• ESTRATTO DEL DOCUMENTO:

La cura (to care for) è insomma più della sola medicina. “…Le persone sono più sane e si riprendono più velocemente se sentono di esser parte di qualcosa di più grande. Quando soddisfano i loro bisogni di salute e non solo quelli clinici. Ciò vuol dire avere relazioni positive ed essere parte di una comunità in cui le persone condividono esperienze e si sostengono a vicenda”.

Al centro di questa riflessione sta quindi il cambiamento dei modelli di welfare. O forse l’immaginazione di un welfare futuro antropocentrico ma non positivisticamente progressista. In grado di rispondere alle sfide globali del cambiamento climatico, della necessità di un new green deal, della redistribuzione inclusiva della ricchezza e delle possibilità di accesso a educazione, lavoro, diritti.

La salute pubblica è anche la cartina di tornasole di questo processo che non si accoppia linearmente con il progresso della tecnologia: “…Con l'aumento delle disuguaglianze sanitarie, l'aspettativa di vita e il numero di persone che vivono con condizioni di salute fisica e mentale a lungo termine, ci aspettiamo da tempo un cambiamento degli investimenti nella ricerca e un approccio più sperimentale e partecipativo. Solo il 5% degli investimenti nella ricerca sanitaria è destinato alla prevenzione. Questo ci dice molto sulla portata del problema, ma poco sulle soluzioni…”.

Dobbiamo riprogettare il Sistema della cura includendo in maniera significativa una cosa che il governo tecnocratico della salute ha espulso: noi.

Quindi i nuovi processi d’innovazione del care dovranno includere una rappresentanza sempre più forte degli interessi, dei bisogni, delle valutazioni di noi cittadini, utenti principali dei modelli che ogni giorno viviamo. Un’innovazione mission-oriented significa in questo caso aprire il grande sistema della cura alla collaborazione delle competenze, delle visioni, delle risorse (e i loro ecosistemi di stakeholder).

Quindi processi d’innovazione aperta e dal basso (open e bottom-up), ascolto dei bisogni, partecipazione e co-design dei processi del care che non possono essere lasciati solo nelle mani dei policymaker o dell’impresa. E una partecipazione che allarghi il gioco dall’altra parte del campo, ai pazienti, ai caregiver. Che usi la patient innovation come complemento alla tecnologia stessa.

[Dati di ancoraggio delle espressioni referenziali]
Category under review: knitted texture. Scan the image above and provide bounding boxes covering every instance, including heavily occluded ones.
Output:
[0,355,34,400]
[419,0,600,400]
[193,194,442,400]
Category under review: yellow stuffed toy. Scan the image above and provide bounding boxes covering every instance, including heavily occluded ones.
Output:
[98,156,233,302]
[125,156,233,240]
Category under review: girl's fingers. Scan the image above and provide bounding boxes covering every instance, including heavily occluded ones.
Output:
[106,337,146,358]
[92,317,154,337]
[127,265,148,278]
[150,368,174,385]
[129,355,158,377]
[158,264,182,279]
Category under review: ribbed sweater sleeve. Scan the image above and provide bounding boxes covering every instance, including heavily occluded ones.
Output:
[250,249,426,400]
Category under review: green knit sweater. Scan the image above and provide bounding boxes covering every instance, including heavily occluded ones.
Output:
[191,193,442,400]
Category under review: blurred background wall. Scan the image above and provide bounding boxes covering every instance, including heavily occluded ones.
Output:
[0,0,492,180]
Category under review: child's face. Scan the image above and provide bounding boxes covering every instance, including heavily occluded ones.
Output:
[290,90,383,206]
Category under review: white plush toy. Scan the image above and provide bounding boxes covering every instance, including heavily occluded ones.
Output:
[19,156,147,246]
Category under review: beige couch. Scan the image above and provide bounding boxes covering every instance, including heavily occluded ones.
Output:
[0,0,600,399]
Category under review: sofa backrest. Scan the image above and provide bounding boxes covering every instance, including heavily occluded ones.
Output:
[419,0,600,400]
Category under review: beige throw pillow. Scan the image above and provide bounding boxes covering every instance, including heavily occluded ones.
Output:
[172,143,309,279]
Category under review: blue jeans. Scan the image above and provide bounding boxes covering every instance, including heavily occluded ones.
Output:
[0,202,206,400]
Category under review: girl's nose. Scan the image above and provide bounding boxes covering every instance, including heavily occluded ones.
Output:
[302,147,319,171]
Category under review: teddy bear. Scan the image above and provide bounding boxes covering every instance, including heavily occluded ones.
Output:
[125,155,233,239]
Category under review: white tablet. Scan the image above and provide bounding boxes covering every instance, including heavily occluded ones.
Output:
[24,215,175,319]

• ATTIVITÀ:
Stampa, dal brano sulla cura, la parte compresa tra "Quindi i nuovi" e "alla tecnologia stessa.", estremi inclusi.

• RISULTATO ESERCIZIO:
Quindi i nuovi processi d’innovazione del care dovranno includere una rappresentanza sempre più forte degli interessi, dei bisogni, delle valutazioni di noi cittadini, utenti principali dei modelli che ogni giorno viviamo. Un’innovazione mission-oriented significa in questo caso aprire il grande sistema della cura alla collaborazione delle competenze, delle visioni, delle risorse (e i loro ecosistemi di stakeholder).

Quindi processi d’innovazione aperta e dal basso (open e bottom-up), ascolto dei bisogni, partecipazione e co-design dei processi del care che non possono essere lasciati solo nelle mani dei policymaker o dell’impresa. E una partecipazione che allarghi il gioco dall’altra parte del campo, ai pazienti, ai caregiver. Che usi la patient innovation come complemento alla tecnologia stessa.